▶ _Exercices à réaliser_:
1 - Renvoyez sans aucune modification les lignes des enregistrements comprises entre celle qui contient « Task: point to every instance of the green » et la fin des enregistrements, ces deux limites incluses.
2 - Rédigez la suite du texte sur la cicatrice de Perec, en reprenant là où il s'arrête.

───── Texte

Ensuite, la cicatrice,
trace tangible et signifiant explicite, établit une parenté avec les signes de
l'écriture, car c'est à partir de cette marque, dans la chair, que Perec, comme
l'a noté Michel Contat, a misé "
sur le jeu de l'écriture et sur l'écriture comme jeu absolument
nécessaire"[8] . Jean Duvignaud,
professeur de Perec en classe de philo, et porteur lui-même d'une cicatrice sur
le visage, considère, dans un court ouvrage à la mémoire de son élève, que la
cicatrice de Perec est "Un signe, un emblème, un lien avec soi, soi seul, pour
qui le passé, l'enfance sont encore obscurs. Un lien avec un être qui n'est pas
encore et qui se fait, là, sous nos yeux. Écrire, écrire, oui, pour donner à ce
stigmate (...) la force d'exister qui importe»[9].
L'enfant orphelin,
confronté au silence et à la disparition, puise dans l'emblème de la cicatrice le fondement
d'une gémellité. Celle-ci se cristallise
dans la marque commune de la chair, et
aussi dans une intime parenté artistique.

──────────
───── Données de l'exercice

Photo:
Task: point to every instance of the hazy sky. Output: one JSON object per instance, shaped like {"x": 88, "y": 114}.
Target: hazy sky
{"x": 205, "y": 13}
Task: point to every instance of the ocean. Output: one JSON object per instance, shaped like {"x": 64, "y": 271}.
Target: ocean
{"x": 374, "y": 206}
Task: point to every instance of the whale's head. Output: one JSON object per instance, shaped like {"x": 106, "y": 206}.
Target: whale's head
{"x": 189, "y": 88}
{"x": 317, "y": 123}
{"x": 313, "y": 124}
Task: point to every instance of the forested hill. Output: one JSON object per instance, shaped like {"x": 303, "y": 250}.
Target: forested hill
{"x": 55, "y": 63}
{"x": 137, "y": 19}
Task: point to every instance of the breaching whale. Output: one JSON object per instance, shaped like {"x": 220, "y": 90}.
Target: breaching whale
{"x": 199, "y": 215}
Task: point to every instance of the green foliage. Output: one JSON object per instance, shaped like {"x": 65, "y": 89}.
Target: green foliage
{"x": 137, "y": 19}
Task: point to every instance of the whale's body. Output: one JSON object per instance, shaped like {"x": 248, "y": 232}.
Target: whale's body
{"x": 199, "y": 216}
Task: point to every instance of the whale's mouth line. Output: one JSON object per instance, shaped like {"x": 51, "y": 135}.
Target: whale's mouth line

──────────

▶ _Réponses aux exercices_:
1 -
Task: point to every instance of the green foliage. Output: one JSON object per instance, shaped like {"x": 65, "y": 89}.
Target: green foliage
{"x": 137, "y": 19}
Task: point to every instance of the whale's body. Output: one JSON object per instance, shaped like {"x": 248, "y": 232}.
Target: whale's body
{"x": 199, "y": 216}
Task: point to every instance of the whale's mouth line. Output: one JSON object per instance, shaped like {"x": 51, "y": 135}.
Target: whale's mouth line

2 -
Si dans
les deux premières catégories de souvenirs, le corps de l'enfant est condamné à
l'isolement, à la meurtrissure et à une mise en quarantaine, dans cette
troisième catégorie, l'agression est transcendée, car la marque qu'elle imprime
dans le corps de l'autobiographe est ennoblie par son ancrage dans le domaine de
l'art. Perec prend ainsi à son compte la citation de Malraux :" L'art,
c'est l'anti-destin". La littérature est une revanche contre les affres de
l'histoire.
La mémoire physique s'articule donc autour d'un mouvement
dialectique. Aux images de la mutilation ou de l'amputation du corps,
l'autobiographe greffe des images qui transforment l'agression physique en une
source de lien ou de parenté avec une certaine représentation artistique et
littéraire du moi.
Mais malgré ce
résultat, le texte de Perec ne gomme
pas sa racine. Celle-ci demeure
continuellement affichée. C'est une
structure vide, une absence qui se confond avec l'idée de la disparition, celle
du corps de la mère dans le texte autobiographique ou celle de l'enfant dans la
fiction de W. Dans les deux cas, l'écriture, pour pouvoir confronter l'idée du
néant ou "d'anéantissement", adopte une démarche oblique,
c'est-à-dire déviée et indirecte où l'espace littéraire s'occupe de la
circonférence sans pouvoir aller vers le centre, car ce dernier, étant
traumatisant, relèverait d'un signe brisé.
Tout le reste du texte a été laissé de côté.